_Fragment tekstu_
☆ ☆ ☆ ☆ ☆
Eksperci co do jednego są zgodni - noszenie masek, nawet tych niespecjalistycznych znacząco ogranicza dalsze rozprzestrzenianie się wirusa. Noszenie ich rekomenduje także resort zdrowia, a od przyszłego tygodnia zasłanianie twarzy i nosa w miejscach publicznych będzie obligatoryjne.
Naukowcy z Cambridge postanowili zbadać materiały, które mogą nam posłużyć do stworzenia maski własnej produkcji. W tym celu, zmierzyli te materiały za pomocą bakterii Bacillus atrophaeus (0,93-1.25 mikronów) oraz Bacteriophace MS virus (0,023 mikronów). Zmierzyli jaki procent bakterii absorbują materiały oraz porównali je z maską chirurgiczną.
Maska chirurgiczna działała najlepiej, wychwytując 97 proc. bakterii 1-mikronowych. Jednak każdy pojedynczy materiał odfiltrował co najmniej 50 proc. cząstek. Najlepsze wyniki dał worek do odkurzacza (95 proc.), ściereczka do naczyń (83 proc.), tkanina z mieszanki bawełny (74 proc.) i koszula 100 proc. bawełny (69 proc.)
W tym teście wykorzystano bakterie o wielkości 1 mikrona. Koronawirus ma zaledwie 0,1 mikrona - dziesięć razy mniej.
Domowe maski kontra wirus
Czy domowe maseczki mogą powstrzymać koronawirusa? Aby to sprawdzić Naukowcy przetestowali 0,02 mikrona cząstek Bacteriophage MS2 (5 razy mniejszej od koronawirusa).
Średnio domowe maski przechwytują o 7 proc. mniej cząstek wirusa niż większych bakterii. Jednak wszystkim domowym materiałom udało się wychwycić 50 proc. lub więcej cząsteczek wirusa (z wyjątkiem szalika - 49 proc.).
☆ ☆ ☆ ☆ ☆
_Co trzeba zrobić_
[A] Skróć albo zamień na listę akapit fragmentu zaczynający się od słów „Maska chirurgiczna działała najlepiej”. Zostaw jego najważniejsze dane.
[B] Odpowiedz krótko na pytania na podstawie fragmentu i oznacz odpowiedzi tak samo jak pytania.
(i) Od kiedy zasłanianie twarzy i nosa w miejscach publicznych będzie obowiązkowe?
(ii) Ile razy koronawirus jest mniejszy od bakterii o wielkości 1 mikrona użytych w teście?
(iii) Jaki procent cząsteczek wirusa wychwycił szalik?
Materiał zamieszczony niżej nie ma tu żadnego znaczenia.
☆ ☆ ☆ ☆ ☆
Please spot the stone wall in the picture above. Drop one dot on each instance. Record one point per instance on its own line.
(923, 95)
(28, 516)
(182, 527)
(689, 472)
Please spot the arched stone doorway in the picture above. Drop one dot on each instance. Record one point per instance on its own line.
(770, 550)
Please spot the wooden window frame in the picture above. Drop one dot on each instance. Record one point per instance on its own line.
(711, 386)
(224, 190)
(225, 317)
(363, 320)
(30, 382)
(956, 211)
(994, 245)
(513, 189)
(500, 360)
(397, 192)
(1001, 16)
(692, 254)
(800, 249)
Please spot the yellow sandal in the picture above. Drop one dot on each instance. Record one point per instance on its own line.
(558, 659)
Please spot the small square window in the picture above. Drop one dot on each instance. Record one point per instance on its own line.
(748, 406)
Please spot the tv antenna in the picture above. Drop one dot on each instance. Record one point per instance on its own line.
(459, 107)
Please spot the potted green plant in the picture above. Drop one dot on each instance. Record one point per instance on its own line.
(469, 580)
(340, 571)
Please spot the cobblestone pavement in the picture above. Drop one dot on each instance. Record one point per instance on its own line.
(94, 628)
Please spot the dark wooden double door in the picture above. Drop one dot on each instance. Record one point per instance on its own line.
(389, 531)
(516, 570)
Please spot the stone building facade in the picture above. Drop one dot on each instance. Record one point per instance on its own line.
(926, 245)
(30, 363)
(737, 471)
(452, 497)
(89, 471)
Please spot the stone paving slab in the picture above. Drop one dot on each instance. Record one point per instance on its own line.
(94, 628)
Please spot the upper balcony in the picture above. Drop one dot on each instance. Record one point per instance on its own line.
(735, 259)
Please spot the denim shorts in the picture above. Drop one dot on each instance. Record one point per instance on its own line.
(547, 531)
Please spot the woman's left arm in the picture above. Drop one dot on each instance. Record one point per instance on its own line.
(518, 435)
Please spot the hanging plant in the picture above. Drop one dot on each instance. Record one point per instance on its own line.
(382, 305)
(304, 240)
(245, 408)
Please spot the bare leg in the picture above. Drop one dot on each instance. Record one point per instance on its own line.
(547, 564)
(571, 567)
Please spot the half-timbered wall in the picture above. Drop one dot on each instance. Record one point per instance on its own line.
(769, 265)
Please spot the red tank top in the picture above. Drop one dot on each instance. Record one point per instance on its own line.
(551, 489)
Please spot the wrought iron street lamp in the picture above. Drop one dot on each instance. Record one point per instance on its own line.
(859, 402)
☆ ☆ ☆ ☆ ☆
_Zestaw odpowiedzi_
[A]
- Najlepiej działała maska chirurgiczna: wychwyciła 97 proc. bakterii 1-mikronowych.
- Każdy pojedynczy materiał odfiltrował co najmniej 50 proc. cząstek.
- Najlepsze wyniki: worek do odkurzacza (95 proc.), ściereczka do naczyń (83 proc.), tkanina z mieszanki bawełny (74 proc.), koszula ze 100 proc. bawełny (69 proc.).

[B]
(i) Od przyszłego tygodnia.
(ii) Dziesięć razy.
(iii) 49 proc.